▶ [THINGS TO DO]:
(a) In the article on California's craft distilleries, reproduce the stretch from "Posted on June" through "distilling in jeopardy.", substituting "measure" for "bill".
(b) Answer the following from the article on California's craft distilleries.
(i) Which senators wrote State Senate Bill 620?
(ii) What is the current daily limit on what a craft distillery may sell to a customer?
(iii) For how long did the state allow craft distilleries to ship to of-age customers during the pandemic?

▶ [GIVEN TEXT]:
■ ■ ■ ■
Posted on June 01, 2022
California’s Small Craft Distilleries are Fighting for Their Survival
A pending state bill would allow these locally-owned businesses to ship to their California customers. But, lobbyists for giant out-of-state liquor corporations are trying to kill the effort. Failure to pass the bill would put the future of craft distilling in jeopardy.
June 1, 2022 (Sacramento, Calif.) – California’s craft distillers – the same small businesses that produced and donated hand sanitizer to local hospitals and first responders during the pandemic – are fighting to secure the simple right that has long been afforded to wineries: to ship directly to their in-state customers.
State Senate Bill 620 (SB-620) was written by Sens. Bill Dodd and Ben Allen and is currently in committee. If passed it would allow craft distilleries to ship directly to California customers who are 21 and over. It would also increase the number of bottles a distillery can sell a customer per day. As it is now, craft distilleries can’t sell more than 2.5 liters per day to a customer.
“Today, when I have a customer in my tasting room or online, and she wants to buy four 750ml bottles of our bourbon and have them shipped directly to her home in California, I have to explain both of those requests are illegal,” says Alex Villicana, President of the California Artisanal Distillers Guild (CADG) who owns RE:FIND Distillery and Villicana Winery in Paso Robles, Calif. “That’s a huge hurdle for making sales and building a customer base.”
However, Villicana can walk a few steps to his winery next door and sell the same customer multiple cases of his wine and have them delivered overnight to her door.
What further frustrates Villicana, and the nearly 200 other craft distillers in California, is a recent “test-run” of shipping spirits has already proven safe and successful. For 21 months during the pandemic, the state allowed craft distilleries to ship to of-age customers in California. That emergency provision expired in March 2022.
■ ■ ■ ■
▶ [ENTRIES SHOWN]:
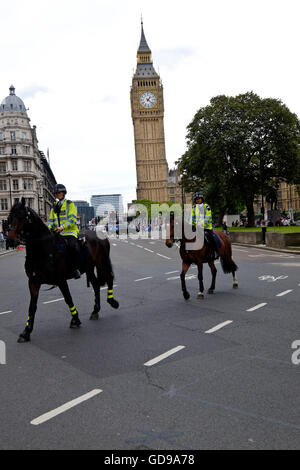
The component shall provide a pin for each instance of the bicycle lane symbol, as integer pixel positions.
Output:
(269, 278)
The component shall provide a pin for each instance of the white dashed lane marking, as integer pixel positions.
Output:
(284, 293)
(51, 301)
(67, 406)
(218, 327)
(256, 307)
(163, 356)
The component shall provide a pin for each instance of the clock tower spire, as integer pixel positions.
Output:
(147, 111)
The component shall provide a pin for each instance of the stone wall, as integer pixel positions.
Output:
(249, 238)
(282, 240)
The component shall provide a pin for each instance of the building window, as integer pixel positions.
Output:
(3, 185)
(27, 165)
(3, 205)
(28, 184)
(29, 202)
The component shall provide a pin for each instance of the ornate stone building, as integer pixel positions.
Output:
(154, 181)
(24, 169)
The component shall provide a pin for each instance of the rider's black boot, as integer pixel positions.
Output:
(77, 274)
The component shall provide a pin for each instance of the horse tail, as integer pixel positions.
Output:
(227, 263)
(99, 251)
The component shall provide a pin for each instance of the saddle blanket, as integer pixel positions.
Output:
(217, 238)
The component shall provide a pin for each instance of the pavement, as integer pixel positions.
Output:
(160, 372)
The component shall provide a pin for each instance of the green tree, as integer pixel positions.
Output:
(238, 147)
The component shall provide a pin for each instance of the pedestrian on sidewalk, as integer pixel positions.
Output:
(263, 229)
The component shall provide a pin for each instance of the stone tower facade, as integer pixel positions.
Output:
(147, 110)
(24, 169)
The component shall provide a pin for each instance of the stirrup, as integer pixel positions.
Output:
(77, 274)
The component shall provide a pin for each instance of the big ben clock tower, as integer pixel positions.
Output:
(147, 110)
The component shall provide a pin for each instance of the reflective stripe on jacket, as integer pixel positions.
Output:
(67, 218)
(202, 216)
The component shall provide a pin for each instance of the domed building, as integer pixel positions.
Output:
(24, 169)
■ ■ ■ ■
▶ [SOLUTIONS BELOW]:
(a)
Posted on June 01, 2022
California’s Small Craft Distilleries are Fighting for Their Survival
A pending state measure would allow these locally-owned businesses to ship to their California customers. But, lobbyists for giant out-of-state liquor corporations are trying to kill the effort. Failure to pass the measure would put the future of craft distilling in jeopardy.

(b)
(i) Sens. Bill Dodd and Ben Allen.
(ii) No more than 2.5 liters per day to a customer.
(iii) For 21 months.